** Opening PROVIDED INFORMATION block **

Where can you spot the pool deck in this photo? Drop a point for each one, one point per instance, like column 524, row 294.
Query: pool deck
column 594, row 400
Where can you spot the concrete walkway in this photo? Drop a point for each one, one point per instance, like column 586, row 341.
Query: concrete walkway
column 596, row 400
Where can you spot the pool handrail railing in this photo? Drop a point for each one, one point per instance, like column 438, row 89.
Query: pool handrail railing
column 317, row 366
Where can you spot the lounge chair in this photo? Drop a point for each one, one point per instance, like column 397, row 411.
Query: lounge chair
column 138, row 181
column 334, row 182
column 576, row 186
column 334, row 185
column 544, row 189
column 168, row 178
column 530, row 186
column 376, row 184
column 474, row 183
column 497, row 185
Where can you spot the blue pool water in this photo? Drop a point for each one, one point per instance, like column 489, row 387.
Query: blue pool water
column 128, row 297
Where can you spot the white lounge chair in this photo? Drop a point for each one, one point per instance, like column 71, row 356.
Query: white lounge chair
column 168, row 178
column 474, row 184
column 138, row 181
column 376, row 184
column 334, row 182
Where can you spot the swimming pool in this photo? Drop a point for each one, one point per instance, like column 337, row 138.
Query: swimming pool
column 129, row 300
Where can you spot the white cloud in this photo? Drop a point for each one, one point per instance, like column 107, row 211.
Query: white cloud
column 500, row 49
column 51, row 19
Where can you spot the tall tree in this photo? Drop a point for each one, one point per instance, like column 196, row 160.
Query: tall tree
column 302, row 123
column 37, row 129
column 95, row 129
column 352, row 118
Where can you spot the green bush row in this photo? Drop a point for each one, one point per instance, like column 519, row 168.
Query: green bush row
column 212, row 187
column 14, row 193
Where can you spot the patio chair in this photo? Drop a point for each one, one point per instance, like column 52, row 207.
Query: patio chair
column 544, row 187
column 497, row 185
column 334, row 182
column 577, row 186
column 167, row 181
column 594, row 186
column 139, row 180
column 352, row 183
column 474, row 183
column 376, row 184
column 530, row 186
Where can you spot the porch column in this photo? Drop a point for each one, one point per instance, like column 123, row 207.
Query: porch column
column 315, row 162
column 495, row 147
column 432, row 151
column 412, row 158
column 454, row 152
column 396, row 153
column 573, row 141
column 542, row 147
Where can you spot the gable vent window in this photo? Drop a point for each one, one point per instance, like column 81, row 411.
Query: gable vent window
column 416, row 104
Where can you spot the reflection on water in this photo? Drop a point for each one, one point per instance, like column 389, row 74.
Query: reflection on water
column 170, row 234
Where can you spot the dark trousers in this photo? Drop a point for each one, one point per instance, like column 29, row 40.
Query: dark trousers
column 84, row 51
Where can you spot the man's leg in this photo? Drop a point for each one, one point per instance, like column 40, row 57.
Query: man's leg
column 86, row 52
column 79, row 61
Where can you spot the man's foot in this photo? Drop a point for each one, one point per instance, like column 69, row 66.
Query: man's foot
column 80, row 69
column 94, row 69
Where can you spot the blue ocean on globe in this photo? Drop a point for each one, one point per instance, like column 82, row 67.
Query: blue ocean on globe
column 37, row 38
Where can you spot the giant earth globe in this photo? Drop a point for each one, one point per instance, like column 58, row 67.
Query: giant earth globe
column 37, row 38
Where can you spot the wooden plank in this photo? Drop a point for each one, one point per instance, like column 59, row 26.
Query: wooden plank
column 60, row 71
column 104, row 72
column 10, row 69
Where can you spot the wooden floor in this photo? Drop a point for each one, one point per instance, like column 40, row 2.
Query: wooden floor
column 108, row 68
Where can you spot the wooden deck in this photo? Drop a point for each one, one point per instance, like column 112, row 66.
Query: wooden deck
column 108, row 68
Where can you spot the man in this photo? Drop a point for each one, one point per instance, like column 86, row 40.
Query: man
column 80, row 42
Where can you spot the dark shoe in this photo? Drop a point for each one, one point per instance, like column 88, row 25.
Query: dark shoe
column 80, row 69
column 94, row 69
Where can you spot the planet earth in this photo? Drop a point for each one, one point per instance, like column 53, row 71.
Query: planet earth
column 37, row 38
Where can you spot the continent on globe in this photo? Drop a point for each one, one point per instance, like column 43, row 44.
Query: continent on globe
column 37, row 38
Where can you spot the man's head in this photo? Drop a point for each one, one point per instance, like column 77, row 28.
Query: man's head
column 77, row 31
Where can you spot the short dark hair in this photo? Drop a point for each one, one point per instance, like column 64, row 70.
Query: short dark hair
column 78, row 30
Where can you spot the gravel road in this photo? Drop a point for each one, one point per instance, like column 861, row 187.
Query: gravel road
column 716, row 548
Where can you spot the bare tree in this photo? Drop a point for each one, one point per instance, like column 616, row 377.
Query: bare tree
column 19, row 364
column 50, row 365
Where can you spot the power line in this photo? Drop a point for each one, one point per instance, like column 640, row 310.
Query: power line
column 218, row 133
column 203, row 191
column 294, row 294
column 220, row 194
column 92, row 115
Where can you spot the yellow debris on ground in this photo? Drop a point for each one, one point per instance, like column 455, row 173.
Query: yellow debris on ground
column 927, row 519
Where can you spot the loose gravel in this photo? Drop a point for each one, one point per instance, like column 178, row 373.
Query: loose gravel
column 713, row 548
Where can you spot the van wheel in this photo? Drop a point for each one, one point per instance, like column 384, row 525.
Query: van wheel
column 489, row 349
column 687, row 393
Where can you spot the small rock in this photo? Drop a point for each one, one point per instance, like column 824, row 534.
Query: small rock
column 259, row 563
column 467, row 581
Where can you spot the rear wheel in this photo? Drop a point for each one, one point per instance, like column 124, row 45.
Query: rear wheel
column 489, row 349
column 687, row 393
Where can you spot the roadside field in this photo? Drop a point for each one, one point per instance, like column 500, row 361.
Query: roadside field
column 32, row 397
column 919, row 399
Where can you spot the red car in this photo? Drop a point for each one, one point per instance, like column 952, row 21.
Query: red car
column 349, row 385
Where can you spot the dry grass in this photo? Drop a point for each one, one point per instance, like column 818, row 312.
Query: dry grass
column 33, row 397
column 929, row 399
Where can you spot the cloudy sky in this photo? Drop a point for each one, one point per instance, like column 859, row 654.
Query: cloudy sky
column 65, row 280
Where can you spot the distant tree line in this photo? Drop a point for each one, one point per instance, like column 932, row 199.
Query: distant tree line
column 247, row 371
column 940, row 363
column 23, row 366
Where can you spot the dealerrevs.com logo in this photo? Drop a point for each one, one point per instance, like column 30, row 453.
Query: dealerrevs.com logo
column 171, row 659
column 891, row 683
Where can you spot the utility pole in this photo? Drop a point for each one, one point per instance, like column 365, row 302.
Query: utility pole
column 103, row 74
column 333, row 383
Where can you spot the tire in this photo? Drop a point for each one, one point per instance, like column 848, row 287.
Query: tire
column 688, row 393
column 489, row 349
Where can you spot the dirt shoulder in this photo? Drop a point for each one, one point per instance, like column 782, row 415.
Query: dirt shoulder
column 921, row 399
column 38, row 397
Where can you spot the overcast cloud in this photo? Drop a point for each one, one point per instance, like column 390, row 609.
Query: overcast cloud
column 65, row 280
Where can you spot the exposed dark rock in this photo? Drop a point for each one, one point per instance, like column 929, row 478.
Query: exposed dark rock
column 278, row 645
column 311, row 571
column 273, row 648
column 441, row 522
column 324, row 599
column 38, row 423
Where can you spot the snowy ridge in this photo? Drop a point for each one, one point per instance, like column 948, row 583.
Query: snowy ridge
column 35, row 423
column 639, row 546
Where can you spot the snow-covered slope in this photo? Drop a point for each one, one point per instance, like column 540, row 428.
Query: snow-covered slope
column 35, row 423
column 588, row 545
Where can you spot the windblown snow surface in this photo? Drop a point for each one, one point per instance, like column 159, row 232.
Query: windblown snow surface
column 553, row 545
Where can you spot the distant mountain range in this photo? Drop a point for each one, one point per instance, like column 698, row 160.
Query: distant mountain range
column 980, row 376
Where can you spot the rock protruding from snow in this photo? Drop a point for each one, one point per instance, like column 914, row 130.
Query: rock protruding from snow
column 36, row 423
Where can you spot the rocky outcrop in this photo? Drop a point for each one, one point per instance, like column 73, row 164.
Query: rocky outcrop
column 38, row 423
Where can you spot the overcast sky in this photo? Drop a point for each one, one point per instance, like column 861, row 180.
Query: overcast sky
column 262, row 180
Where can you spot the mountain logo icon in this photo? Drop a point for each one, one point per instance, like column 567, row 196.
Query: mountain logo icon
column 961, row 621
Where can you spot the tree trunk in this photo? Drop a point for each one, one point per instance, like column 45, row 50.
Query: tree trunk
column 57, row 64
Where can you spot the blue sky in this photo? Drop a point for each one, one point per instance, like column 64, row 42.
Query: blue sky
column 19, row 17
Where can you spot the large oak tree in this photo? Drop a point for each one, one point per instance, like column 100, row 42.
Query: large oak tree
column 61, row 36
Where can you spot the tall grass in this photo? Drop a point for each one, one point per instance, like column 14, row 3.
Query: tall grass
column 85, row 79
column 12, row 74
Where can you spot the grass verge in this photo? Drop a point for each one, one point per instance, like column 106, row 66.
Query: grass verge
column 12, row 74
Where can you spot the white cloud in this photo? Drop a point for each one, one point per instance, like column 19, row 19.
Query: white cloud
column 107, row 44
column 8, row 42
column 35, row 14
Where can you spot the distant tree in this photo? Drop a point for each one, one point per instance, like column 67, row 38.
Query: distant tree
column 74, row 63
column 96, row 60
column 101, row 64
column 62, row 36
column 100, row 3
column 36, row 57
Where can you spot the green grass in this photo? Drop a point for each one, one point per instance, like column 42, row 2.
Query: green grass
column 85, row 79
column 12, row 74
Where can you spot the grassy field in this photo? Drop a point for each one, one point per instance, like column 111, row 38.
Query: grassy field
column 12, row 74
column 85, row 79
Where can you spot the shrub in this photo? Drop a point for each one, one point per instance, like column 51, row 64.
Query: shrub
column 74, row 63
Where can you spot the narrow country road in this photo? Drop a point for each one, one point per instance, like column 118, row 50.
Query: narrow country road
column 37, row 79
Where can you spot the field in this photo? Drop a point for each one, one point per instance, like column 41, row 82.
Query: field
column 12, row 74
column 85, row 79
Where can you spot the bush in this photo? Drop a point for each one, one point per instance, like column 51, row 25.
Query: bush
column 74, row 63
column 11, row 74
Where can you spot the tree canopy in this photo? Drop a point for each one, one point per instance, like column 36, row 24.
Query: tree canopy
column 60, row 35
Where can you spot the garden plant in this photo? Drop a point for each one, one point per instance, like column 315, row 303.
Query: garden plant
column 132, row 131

** Closing PROVIDED INFORMATION block **

DIRECTIONS: The answer must consist solely of the lines from the first line of the data to the line holding "Where can you spot the patio", each given again exactly.

WORKED SOLUTION:
Where can you spot the pool deck in this photo? Drop a point for each one, one point per instance, like column 524, row 294.
Query: pool deck
column 594, row 400
Where can you spot the concrete walkway in this photo? Drop a point for each one, one point per instance, like column 586, row 341.
Query: concrete walkway
column 596, row 400
Where can you spot the pool handrail railing in this photo? Drop a point for each one, one point per instance, like column 438, row 89.
Query: pool handrail railing
column 317, row 366
Where can you spot the lounge chair in this photo? Drop a point for each one, one point per instance, like column 397, row 411.
Query: lounge chair
column 138, row 181
column 334, row 182
column 576, row 186
column 334, row 185
column 544, row 189
column 168, row 178
column 530, row 186
column 376, row 184
column 474, row 183
column 497, row 185
Where can you spot the blue pool water in this photo? Drop a point for each one, one point per instance, like column 489, row 387.
Query: blue pool water
column 128, row 297
Where can you spot the white lounge chair in this photo? Drop a point for each one, one point per instance, like column 71, row 356.
Query: white lounge chair
column 168, row 178
column 474, row 184
column 138, row 181
column 376, row 184
column 334, row 182
Where can you spot the swimming pool in this photo? Drop a point for each one, one point per instance, like column 337, row 138.
Query: swimming pool
column 129, row 300
Where can you spot the white cloud in this photo? Drop a point for each one, one point per instance, like column 107, row 211.
Query: white cloud
column 500, row 49
column 51, row 19
Where can you spot the tall tree in this photo? Drop a point for each one, one point per instance, like column 196, row 160.
Query: tall tree
column 302, row 123
column 37, row 129
column 95, row 129
column 352, row 118
Where can you spot the green bush row in this photo? Drop a point for each one, one point per instance, like column 519, row 168.
Query: green bush row
column 212, row 187
column 14, row 193
Where can you spot the patio chair in this photo? Drop a point for each one, one point per instance, like column 52, row 207.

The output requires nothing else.